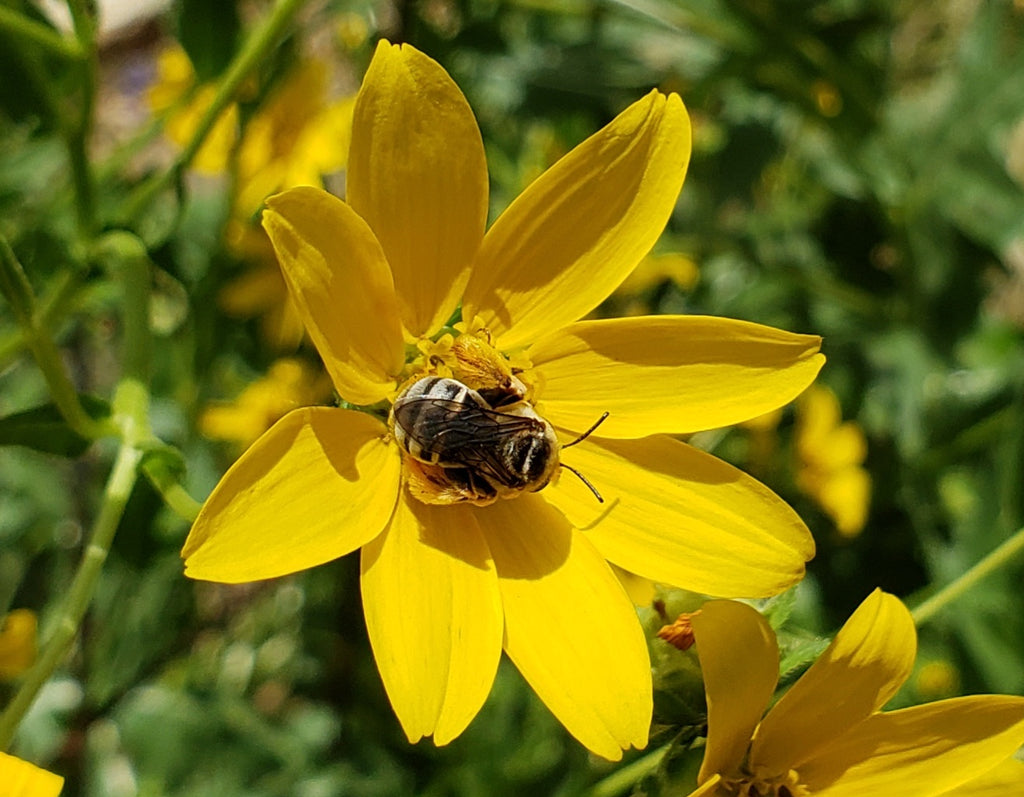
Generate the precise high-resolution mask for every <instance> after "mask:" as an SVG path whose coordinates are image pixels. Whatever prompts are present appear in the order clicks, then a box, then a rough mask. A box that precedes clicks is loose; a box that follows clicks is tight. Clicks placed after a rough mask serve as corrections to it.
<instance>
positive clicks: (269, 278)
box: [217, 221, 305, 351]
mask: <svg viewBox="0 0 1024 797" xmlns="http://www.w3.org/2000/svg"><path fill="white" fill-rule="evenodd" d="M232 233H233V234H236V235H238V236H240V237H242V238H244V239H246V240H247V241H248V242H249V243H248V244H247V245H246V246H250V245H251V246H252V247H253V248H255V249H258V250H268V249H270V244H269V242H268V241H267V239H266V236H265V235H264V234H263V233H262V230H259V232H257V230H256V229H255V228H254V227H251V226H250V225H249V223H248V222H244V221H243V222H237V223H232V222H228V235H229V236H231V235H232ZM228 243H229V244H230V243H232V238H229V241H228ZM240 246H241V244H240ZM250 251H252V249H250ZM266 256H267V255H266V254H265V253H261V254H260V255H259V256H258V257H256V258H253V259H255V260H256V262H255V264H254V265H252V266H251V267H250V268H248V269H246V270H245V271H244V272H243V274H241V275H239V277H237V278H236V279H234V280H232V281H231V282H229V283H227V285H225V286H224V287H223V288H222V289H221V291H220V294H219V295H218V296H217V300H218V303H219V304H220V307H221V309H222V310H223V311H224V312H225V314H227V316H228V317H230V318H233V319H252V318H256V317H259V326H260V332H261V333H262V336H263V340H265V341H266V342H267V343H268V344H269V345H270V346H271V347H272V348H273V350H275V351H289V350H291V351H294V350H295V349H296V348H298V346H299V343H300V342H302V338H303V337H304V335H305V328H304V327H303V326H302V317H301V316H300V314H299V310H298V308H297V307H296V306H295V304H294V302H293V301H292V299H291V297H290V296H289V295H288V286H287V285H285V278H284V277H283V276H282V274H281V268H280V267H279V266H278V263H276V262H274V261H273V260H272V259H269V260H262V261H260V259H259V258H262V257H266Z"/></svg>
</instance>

#####

• _DIRECTIONS FOR THIS TASK_
Each record above must be retyped exactly. Omit the pictures.

• _TASK RESPONSE_
Generate the precise high-resolution mask for every <instance> after "mask:" as an SVG path whose coordinates are image pixels. Whatever prompts are present appear in the order clicks, then a box, then a rough mask. A box that precedes clicks is loose; a box that follows clicks is tight. Clicks placed after a rough mask serve as corrections to it.
<instance>
positive clicks: (269, 278)
box: [217, 221, 305, 351]
mask: <svg viewBox="0 0 1024 797" xmlns="http://www.w3.org/2000/svg"><path fill="white" fill-rule="evenodd" d="M232 233H233V234H236V235H238V236H240V237H242V238H244V239H246V240H247V241H248V242H249V243H248V244H247V245H246V246H250V245H251V246H252V247H253V248H255V249H258V250H268V249H270V244H269V242H268V241H267V239H266V236H265V235H264V234H263V233H262V230H259V232H257V230H256V229H255V228H254V227H251V226H250V225H249V223H248V222H244V221H243V222H237V223H232V222H228V235H229V236H231V235H232ZM228 243H229V244H230V243H232V238H229V241H228ZM240 246H241V244H240ZM250 251H252V249H250ZM266 256H267V255H266V254H265V253H261V254H260V255H259V256H258V257H256V258H253V259H255V260H256V262H255V264H254V265H252V266H251V267H250V268H248V269H246V270H245V271H244V272H243V274H241V275H239V277H237V278H236V279H234V280H232V281H231V282H229V283H227V285H225V286H224V287H223V288H222V289H221V291H220V294H219V295H218V296H217V300H218V303H219V304H220V307H221V309H222V310H223V311H224V312H225V314H227V316H228V317H230V318H233V319H252V318H256V317H259V326H260V332H261V333H262V336H263V340H265V341H266V342H267V343H268V344H269V345H270V346H271V347H272V348H273V350H275V351H289V350H291V351H294V350H295V349H296V348H298V346H299V343H300V342H302V338H303V337H304V335H305V328H304V327H303V326H302V317H301V316H300V314H299V310H298V308H297V307H296V306H295V304H294V302H293V301H292V299H291V297H290V296H289V295H288V286H287V285H285V278H284V277H283V276H282V274H281V268H280V267H279V266H278V263H276V262H274V261H273V260H272V259H269V260H262V261H260V259H259V258H262V257H266Z"/></svg>
</instance>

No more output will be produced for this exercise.